-- What the task asks --
Which lines below contain the word "shower"? Copy each one.

Dataset entries:
= Beginning of Section =

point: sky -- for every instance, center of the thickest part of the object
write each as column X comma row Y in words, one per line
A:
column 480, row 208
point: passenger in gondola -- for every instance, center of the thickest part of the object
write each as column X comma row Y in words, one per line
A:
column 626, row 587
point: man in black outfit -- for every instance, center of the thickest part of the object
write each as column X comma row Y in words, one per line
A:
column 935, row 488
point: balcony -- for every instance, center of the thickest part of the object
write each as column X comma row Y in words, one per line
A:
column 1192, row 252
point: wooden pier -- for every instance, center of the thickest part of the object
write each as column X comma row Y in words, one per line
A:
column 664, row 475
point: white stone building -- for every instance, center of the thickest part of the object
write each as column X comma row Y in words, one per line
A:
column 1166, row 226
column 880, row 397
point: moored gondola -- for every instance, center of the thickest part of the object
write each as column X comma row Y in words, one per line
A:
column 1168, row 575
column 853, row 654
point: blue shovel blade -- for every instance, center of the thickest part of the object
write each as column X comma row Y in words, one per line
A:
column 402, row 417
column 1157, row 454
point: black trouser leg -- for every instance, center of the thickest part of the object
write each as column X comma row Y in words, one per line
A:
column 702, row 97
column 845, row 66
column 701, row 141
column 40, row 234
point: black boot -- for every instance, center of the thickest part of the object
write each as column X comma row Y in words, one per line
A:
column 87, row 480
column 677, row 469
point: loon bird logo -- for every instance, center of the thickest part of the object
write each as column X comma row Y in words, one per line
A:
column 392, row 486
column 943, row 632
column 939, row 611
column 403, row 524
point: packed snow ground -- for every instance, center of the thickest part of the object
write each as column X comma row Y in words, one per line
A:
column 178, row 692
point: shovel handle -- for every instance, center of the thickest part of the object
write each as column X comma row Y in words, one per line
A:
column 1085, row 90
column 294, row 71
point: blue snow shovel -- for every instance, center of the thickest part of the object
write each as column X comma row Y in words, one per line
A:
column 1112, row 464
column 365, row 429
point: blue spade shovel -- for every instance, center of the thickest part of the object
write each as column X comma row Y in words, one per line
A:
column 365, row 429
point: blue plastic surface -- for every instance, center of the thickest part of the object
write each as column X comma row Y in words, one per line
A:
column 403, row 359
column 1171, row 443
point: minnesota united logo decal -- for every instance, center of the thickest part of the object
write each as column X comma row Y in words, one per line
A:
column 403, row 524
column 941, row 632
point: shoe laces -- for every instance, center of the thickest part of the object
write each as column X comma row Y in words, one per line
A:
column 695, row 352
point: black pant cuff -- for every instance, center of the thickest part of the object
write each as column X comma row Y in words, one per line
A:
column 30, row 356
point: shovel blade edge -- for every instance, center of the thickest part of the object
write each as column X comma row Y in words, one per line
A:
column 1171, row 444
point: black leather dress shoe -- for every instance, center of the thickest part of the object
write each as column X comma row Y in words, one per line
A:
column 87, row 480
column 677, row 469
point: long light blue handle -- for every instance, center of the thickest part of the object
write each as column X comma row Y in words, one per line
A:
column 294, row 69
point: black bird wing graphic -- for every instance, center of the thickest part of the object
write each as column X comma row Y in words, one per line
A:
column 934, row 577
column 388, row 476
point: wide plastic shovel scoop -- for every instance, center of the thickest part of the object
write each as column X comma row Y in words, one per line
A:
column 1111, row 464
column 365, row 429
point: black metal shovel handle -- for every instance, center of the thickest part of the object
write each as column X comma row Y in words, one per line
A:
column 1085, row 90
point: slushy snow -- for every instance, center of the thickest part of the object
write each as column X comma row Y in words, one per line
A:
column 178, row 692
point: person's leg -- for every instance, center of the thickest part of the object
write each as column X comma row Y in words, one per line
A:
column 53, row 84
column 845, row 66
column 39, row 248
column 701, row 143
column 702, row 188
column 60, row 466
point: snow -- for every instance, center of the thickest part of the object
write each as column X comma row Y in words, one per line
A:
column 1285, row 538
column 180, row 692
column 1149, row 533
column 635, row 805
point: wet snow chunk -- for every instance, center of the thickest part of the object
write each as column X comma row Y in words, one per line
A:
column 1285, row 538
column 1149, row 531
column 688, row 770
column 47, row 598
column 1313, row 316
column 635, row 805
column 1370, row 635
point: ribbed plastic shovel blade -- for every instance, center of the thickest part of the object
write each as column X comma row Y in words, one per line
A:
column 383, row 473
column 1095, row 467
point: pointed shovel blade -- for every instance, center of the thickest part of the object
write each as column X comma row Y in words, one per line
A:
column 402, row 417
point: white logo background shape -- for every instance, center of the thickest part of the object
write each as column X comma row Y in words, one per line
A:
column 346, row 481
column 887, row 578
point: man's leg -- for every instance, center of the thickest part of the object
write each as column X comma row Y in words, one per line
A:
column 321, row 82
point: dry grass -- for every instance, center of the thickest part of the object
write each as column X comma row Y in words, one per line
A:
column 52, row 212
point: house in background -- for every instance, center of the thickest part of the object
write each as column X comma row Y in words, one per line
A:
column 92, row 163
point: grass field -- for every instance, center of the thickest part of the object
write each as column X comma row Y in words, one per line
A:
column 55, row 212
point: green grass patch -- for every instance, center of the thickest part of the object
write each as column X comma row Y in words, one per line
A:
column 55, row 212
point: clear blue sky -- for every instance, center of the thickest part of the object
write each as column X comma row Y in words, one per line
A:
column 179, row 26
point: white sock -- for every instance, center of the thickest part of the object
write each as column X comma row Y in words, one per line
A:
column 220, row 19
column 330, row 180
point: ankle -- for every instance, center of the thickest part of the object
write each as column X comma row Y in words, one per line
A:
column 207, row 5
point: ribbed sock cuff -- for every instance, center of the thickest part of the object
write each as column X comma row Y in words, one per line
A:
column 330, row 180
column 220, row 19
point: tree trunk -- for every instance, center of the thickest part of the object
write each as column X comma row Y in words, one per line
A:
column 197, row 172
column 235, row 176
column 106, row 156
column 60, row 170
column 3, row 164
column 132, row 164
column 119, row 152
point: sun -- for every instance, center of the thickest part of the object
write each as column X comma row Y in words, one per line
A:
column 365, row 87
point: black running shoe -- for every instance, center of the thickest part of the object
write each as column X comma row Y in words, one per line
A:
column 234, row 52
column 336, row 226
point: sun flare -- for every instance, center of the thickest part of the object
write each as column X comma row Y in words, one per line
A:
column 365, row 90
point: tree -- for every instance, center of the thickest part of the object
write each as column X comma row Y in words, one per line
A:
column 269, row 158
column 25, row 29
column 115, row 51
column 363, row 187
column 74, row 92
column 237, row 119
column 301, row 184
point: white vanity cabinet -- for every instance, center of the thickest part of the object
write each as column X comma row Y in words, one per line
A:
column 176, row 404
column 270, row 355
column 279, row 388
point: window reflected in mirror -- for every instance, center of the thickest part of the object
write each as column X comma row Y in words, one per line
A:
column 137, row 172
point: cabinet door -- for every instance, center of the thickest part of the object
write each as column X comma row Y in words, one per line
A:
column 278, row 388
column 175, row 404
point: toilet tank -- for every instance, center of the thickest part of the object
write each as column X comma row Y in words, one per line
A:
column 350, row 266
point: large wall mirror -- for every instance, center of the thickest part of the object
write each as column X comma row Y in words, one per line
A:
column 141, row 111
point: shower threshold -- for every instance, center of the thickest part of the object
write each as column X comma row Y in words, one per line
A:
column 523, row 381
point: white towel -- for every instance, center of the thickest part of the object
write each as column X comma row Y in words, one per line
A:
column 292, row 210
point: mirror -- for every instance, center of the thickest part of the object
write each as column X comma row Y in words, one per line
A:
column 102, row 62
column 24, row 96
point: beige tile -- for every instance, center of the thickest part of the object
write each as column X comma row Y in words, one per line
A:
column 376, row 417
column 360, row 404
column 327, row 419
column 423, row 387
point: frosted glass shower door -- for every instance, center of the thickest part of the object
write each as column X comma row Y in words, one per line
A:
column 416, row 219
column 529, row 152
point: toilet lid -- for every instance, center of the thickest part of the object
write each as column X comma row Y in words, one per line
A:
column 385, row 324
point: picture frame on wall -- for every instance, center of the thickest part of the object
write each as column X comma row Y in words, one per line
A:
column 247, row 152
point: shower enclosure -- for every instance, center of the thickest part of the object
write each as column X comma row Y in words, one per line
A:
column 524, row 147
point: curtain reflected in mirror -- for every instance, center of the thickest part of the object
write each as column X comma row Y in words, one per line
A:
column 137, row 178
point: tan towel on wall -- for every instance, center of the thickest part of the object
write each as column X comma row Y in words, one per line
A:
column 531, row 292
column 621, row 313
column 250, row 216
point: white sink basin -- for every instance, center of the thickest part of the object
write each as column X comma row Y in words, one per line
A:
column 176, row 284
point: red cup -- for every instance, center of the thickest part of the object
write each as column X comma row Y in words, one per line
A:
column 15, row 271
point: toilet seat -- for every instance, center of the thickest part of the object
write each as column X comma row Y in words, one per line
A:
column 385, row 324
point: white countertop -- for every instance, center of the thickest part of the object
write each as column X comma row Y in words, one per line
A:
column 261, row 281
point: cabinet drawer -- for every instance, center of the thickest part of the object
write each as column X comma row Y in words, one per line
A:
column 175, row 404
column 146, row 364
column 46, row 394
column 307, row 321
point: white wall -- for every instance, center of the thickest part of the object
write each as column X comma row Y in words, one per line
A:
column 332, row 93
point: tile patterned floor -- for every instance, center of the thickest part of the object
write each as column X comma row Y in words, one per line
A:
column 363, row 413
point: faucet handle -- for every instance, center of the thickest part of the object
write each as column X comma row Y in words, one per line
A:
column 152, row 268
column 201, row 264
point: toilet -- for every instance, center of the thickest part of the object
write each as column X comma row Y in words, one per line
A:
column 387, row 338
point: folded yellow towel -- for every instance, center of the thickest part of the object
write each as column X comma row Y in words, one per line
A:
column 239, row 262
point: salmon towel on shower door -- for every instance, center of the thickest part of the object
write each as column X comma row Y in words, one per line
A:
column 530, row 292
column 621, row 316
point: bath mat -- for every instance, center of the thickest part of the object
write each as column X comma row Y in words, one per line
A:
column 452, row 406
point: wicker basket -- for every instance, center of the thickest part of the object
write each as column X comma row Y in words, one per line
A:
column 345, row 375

= End of Section =

-- Written solution --
point: shower threshold -- for every instance, center of the thickest part of the object
point: frosted glass shower door -- for every instance, center of the thickest part of the object
point: shower enclosure -- for every instance, center of the thickest part of the object
point: salmon towel on shower door -- for every instance, center of the thickest part of the object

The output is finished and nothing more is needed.